What the task requires.
Please answer these questions from the abstract on plaque fecundity below:
1. What are the visible lesions that phages form within bacterial lawns called?
2. According to the abstract, why should genetically lengthening latent periods increase phage burst sizes?
3. What two pieces of knowledge is the proposed means for predicting latent-period optima based on?

Passage for review.
****************************************

Optimizing bacteriophage plaque fecundity
- PMID: 17919662
- DOI: 10.1016/j.jtbi.2007.08.006
Optimizing bacteriophage plaque fecundity
Abstract
Bacteriophages (phages), the viruses of bacteria, form visible lesions within bacterial lawns (called plaques), which are employed ubiquitously in phage isolation and characterization. Plaques also can serve as models for phage population growth within environments that display significant spatial structure, e.g. soils, sediments, animal mucosal tissue, etc. Furthermore, phages growing within plaques, in experimental evolution studies, may become adapted to novel conditions, may be selected for faster expansion, or may evolve toward producing more virions per plaque. Here, we examine the evolution of the latter, greater plaque fecundity, considering especially tradeoffs between phage latent period and phage burst size. This evolution is interesting because genetically lengthening latent periods, as seen with phage lysis-timing mutants, should increase phage burst sizes, as more time is available for phage-progeny maturation during infection. Genetically shortening latent periods, however, is a means toward producing larger phage plaques since phage virions then can spend more time diffusing rather than infecting. With these larger plaques more bacteria become phage infected, resulting in more phage bursts. Given this conflict between latent period's impact on per-plaque burst number versus per-infection burst size, and based on analysis of existing models of plaque expansion, we provide two assertions. First, latent periods that optimize plaque fecundity are longer (e.g. at least two-fold longer) than latent periods that optimize plaque size (or that optimize phage population growth within broth). Second, if increases in burst size can contribute to plaque size (i.e. larger plaques with larger bursts), then latent-period optima that maximize plaque fecundity should be longer still. As a part of our analysis, we provide a means for predicting latent-period optima-for maximizing either plaque size or plaque fecundity-which is based on knowledge of only phage eclipse period and the relative contribution of phage burst size versus latent period toward plaque size.

****************************************

Material supplied.

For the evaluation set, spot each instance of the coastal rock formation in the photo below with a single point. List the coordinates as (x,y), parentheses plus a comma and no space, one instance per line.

****************************************

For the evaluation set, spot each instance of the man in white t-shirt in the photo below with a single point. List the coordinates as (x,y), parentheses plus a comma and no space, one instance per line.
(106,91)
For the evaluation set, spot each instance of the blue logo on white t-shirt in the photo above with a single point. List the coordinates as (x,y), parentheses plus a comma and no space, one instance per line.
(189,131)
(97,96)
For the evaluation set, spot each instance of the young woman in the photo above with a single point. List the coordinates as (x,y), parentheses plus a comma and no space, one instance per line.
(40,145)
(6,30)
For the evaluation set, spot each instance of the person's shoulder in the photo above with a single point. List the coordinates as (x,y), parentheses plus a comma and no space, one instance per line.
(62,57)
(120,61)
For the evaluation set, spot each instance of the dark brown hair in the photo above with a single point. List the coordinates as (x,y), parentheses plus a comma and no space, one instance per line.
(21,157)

****************************************

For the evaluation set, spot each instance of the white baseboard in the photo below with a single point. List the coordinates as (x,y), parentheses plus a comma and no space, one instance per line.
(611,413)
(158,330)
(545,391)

****************************************

Answer to the exercise.
1. Plaques.
2. More time is available for phage-progeny maturation during infection.
3. The phage eclipse period, and the relative contribution of phage burst size versus latent period toward plaque size.